== The problem ==
Using the report on Syria, explain in one to three sentences why many activists called for demonstrations around the country on Friday.

== Exercise text ==
The Syrian government promised to consider lifting some of the Mideast's most repressive laws in an effort to stop a weeklong uprising in the southern city of Daraa from spreading.
But the promises were immediately rejected by many activists, who called for demonstrations around the country on Friday in response to a crackdown that protesters say killed dozens of anti-government marchers in Daraa.
"We will not forget the martyrs of Daraa," a resident told the Associated Press by telephone. "If they think this will silence us, they are wrong."
The coming days will be a crucial test of the surge of popular discontent that has unseated autocrats in Tunisia and Egypt and threatens to push several others from power.
On one side in Syria stands a regime unafraid of using extreme violence to quash internal unrest. In one infamous example, it leveled entire sections of the city of Hama with artillery and bulldozers to put down an uprising by the Sunni Islamist Muslim Brotherhood in 1982.
Facing down the regime is a loosely organized protest movement in the main city of southern Syria's drought-parched agricultural heartland.

== Given material ==
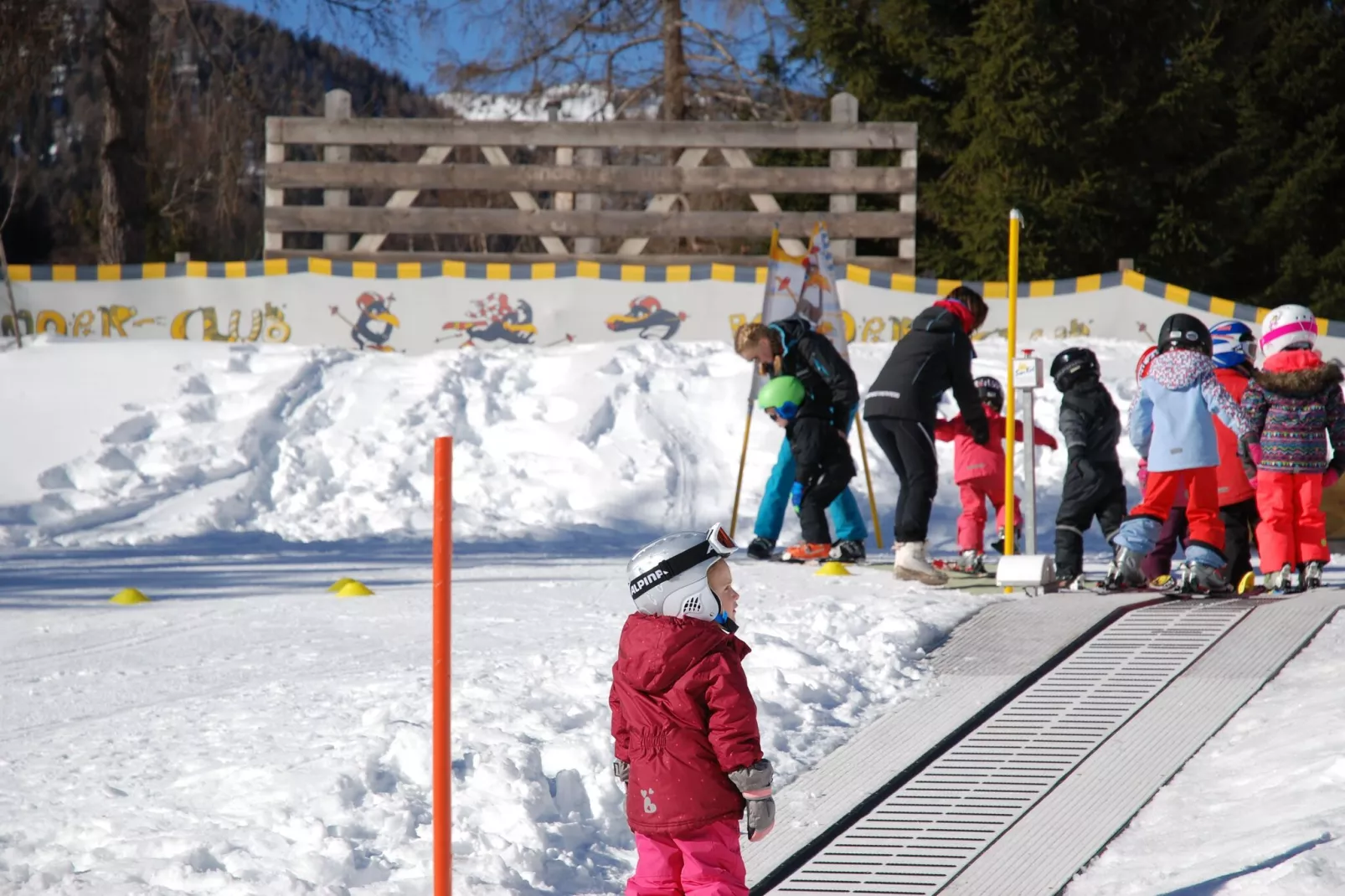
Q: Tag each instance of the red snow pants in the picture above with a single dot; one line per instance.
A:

== Exercise output ==
Many activists called for the demonstrations in response to a crackdown in Daraa that, according to protesters, killed dozens of anti-government marchers. They made the call while rejecting the government's promise to consider lifting some of its repressive laws.